Records from a point labeling set
···
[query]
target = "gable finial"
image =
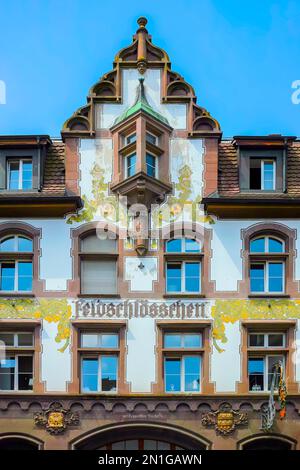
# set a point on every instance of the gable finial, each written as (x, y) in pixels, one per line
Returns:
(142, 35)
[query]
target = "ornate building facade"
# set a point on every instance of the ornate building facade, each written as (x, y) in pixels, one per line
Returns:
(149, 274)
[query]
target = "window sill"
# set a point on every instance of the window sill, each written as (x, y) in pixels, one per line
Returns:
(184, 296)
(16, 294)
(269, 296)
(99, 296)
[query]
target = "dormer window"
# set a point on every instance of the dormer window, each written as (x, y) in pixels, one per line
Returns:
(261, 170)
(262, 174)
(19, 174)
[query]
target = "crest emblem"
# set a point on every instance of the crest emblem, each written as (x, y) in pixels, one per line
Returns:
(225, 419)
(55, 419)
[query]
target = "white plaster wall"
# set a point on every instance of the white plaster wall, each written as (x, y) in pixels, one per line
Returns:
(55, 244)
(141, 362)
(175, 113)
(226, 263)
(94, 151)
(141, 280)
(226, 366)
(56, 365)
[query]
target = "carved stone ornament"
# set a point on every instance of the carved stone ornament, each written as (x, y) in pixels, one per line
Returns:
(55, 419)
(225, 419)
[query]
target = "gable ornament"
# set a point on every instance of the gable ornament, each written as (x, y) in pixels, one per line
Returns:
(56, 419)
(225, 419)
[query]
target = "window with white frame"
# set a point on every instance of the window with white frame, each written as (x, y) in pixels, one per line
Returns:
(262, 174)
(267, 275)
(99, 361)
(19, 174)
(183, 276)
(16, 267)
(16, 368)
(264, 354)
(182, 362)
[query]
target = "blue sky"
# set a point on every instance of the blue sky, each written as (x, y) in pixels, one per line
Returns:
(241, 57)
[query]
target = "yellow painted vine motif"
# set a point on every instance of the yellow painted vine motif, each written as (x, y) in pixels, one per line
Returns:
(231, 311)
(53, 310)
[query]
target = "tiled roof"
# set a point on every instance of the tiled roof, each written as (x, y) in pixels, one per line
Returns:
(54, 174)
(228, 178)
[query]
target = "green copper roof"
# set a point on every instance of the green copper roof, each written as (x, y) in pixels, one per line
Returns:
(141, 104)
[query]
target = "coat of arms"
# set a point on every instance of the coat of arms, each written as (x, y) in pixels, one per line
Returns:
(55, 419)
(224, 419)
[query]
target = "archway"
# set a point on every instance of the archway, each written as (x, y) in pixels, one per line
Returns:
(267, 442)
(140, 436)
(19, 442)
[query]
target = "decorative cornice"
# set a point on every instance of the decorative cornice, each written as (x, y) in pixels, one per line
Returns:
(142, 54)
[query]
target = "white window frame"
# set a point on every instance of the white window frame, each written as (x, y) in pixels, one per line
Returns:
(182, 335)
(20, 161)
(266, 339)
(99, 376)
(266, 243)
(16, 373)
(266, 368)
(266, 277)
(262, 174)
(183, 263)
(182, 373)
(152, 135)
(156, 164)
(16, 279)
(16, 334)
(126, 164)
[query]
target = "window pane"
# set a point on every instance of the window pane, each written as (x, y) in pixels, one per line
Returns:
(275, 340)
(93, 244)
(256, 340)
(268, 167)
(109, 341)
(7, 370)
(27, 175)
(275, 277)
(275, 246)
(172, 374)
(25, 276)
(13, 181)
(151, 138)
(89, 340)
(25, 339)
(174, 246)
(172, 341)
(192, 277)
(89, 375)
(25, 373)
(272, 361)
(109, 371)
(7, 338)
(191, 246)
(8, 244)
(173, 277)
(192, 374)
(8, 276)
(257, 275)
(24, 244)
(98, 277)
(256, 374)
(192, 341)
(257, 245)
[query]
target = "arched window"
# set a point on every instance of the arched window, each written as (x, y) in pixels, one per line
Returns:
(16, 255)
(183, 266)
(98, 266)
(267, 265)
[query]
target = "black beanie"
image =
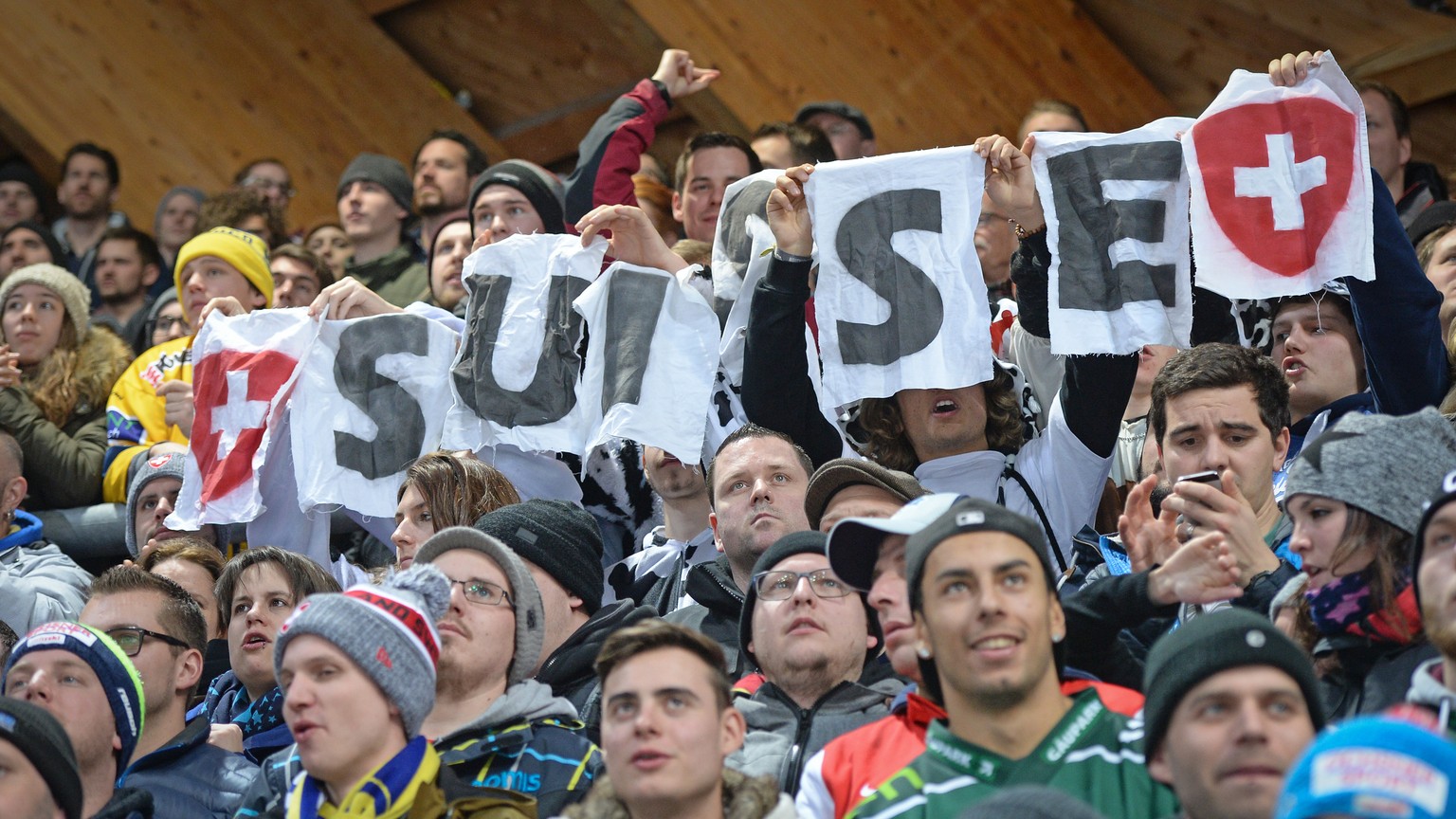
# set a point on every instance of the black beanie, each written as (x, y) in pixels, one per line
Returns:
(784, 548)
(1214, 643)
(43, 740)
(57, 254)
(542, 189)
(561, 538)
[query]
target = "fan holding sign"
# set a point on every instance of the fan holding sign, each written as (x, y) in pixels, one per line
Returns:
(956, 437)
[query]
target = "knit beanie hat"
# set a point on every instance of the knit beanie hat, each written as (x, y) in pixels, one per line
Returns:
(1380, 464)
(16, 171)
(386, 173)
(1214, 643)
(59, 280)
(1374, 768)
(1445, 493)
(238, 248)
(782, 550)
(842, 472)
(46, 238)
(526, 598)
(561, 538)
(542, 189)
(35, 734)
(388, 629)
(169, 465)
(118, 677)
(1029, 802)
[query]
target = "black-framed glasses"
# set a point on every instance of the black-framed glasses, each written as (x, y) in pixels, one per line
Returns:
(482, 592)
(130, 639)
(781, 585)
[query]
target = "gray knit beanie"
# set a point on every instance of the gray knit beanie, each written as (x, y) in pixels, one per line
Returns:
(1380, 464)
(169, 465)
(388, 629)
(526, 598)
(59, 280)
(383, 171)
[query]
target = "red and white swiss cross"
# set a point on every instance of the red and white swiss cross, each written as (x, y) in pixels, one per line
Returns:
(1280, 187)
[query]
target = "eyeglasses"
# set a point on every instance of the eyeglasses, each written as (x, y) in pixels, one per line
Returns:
···
**TASK STATEMENT**
None of the pictures should appear; repeat the records exactly otherwise.

**COMPLETED EXERCISE**
[query]
target = "gable finial"
image =
# set a point on every instance of the gable finial, each written as (x, y) in pixels, one per line
Returns:
(142, 35)
[query]
target = "ornate building facade"
# set a point on every instance of the ornate building facade, each written as (x, y) in pixels, one per line
Returns:
(149, 274)
[query]
target = "window sill"
# set a point on every instance of the window sill, each written as (x, y) in pixels, one per line
Returns:
(184, 296)
(16, 294)
(269, 296)
(99, 296)
[query]
target = "dormer window"
# set a point on every instance of the dormer window, each written as (x, y) in pixels, one per line
Returns:
(261, 170)
(262, 174)
(19, 174)
[query]
target = "crest emblem"
# set a point on every instance of the crest emblem, each written as (x, y) in pixels, one per line
Returns:
(225, 419)
(55, 419)
[query]
target = "white plaster wall"
# set a point on every instance of the white plaster wall, each written as (x, y) in pixels, one per line
Returns:
(55, 244)
(141, 362)
(175, 113)
(226, 263)
(94, 151)
(141, 280)
(226, 366)
(56, 365)
[query]
target = "carved stone ornament"
# set a point on every instance of the carved stone ornament, each written as (x, y) in pixels, one per line
Returns:
(55, 419)
(225, 419)
[query]
target = "gable ornament"
# set a point on every instance of the gable ornament, each written as (x, y) in pixels, one per line
Returns:
(56, 419)
(225, 419)
[query]
target = "window with white frame"
# set a point on every instance of the window with white frame, each written as (x, y) in pixels, one per line
Returns:
(262, 174)
(267, 275)
(99, 361)
(19, 174)
(183, 276)
(16, 267)
(16, 368)
(264, 354)
(182, 362)
[query]
target = "blue sky"
# set a point on every instance of the blue sky, each written as (x, y) in pixels, one per line
Returns:
(241, 57)
[query]
target = "yellow painted vine motif"
# set a point on every instance of the yellow painted vine motif, each written as (x, y) in pixels, one per line
Returns:
(231, 311)
(53, 310)
[query]
target = "tiled roof"
# set a point on every instance of the tiled roof, each written as (x, y) in pixels, one per line
Returns:
(54, 174)
(228, 178)
[query]
target = "green copper roof"
# set a point on every instance of the green copper roof, each written as (x, y) in pixels, one per line
Returns:
(141, 104)
[query]
target = "coat of arms"
# set a point on every instance of the coat of arms, each written as (x, y) in pixels, one per line
Returns:
(55, 419)
(224, 419)
[query]
target = "archway"
# set a point on every instance of the archway, each written as (x, y) in pixels, one per line
Returns:
(267, 442)
(140, 436)
(19, 442)
[query]
target = "decorative cornice"
# set a point on every instance of the decorative cornice, each written as (x, y) in pixels, one per line
Returns:
(142, 54)
[query]
target = "white window frame"
# set a point on every instance of the white window frame, each written as (x, y) in pixels, one per line
Returns:
(182, 335)
(20, 161)
(266, 339)
(99, 376)
(266, 243)
(16, 373)
(266, 368)
(266, 277)
(262, 174)
(183, 263)
(182, 373)
(152, 135)
(156, 164)
(16, 279)
(16, 334)
(126, 164)
[query]
target = "window pane"
# set a point on every instance of the window pane, each written as (x, y) in pixels, one per line
Returns:
(275, 340)
(93, 244)
(256, 340)
(268, 167)
(109, 341)
(7, 370)
(27, 175)
(275, 277)
(275, 246)
(172, 374)
(25, 276)
(13, 181)
(151, 138)
(89, 340)
(25, 339)
(174, 246)
(172, 341)
(192, 277)
(89, 375)
(25, 373)
(272, 361)
(109, 371)
(7, 338)
(191, 246)
(8, 244)
(173, 277)
(192, 374)
(8, 276)
(257, 275)
(24, 244)
(98, 277)
(256, 374)
(192, 341)
(257, 245)
[query]
target = "arched window"
# set a point on every instance of the arched window, each written as (x, y) in pixels, one per line
Returns:
(16, 255)
(183, 266)
(98, 266)
(267, 265)
[query]
target = "black beanie"
image =
# set a point on every instance of the black beanie, each written as (x, y) in pixels, one per line
Returns:
(784, 548)
(1214, 643)
(43, 740)
(57, 254)
(542, 189)
(561, 538)
[query]
target = "fan holding sign"
# set a point on every instance of the fan holding sign, each written as (x, y) in pixels, one per line
Returns:
(956, 437)
[query]
target = "knit beanie hat"
# set a point on every instance of the knit beanie hat, each written as (x, y) in pixels, one per line
Returns:
(1380, 464)
(16, 171)
(386, 173)
(1214, 643)
(59, 280)
(1374, 768)
(1445, 493)
(238, 248)
(782, 550)
(842, 472)
(46, 238)
(526, 598)
(561, 538)
(542, 189)
(35, 734)
(388, 629)
(169, 465)
(118, 677)
(1029, 802)
[query]
target = "black-framed glasses"
# set a point on every instance of the black-framed glasses, each written as (x, y) in pixels, one per line
Returns:
(482, 592)
(130, 639)
(781, 585)
[query]
target = "gray knit beanie"
# set a point on every instance of the gray knit beanie, each written as (x, y) in pixels, one per line
Returns:
(1380, 464)
(169, 465)
(388, 629)
(526, 598)
(59, 280)
(383, 171)
[query]
target = "red and white swiss cross"
# set a point on every instance of the red and white swiss cross, each written as (x, y) in pixels, one per line
Returns:
(1280, 187)
[query]
target = "eyeglasses"
# set a point on every instance of the eyeglasses, each written as (x, y) in pixels, one per line
Returns:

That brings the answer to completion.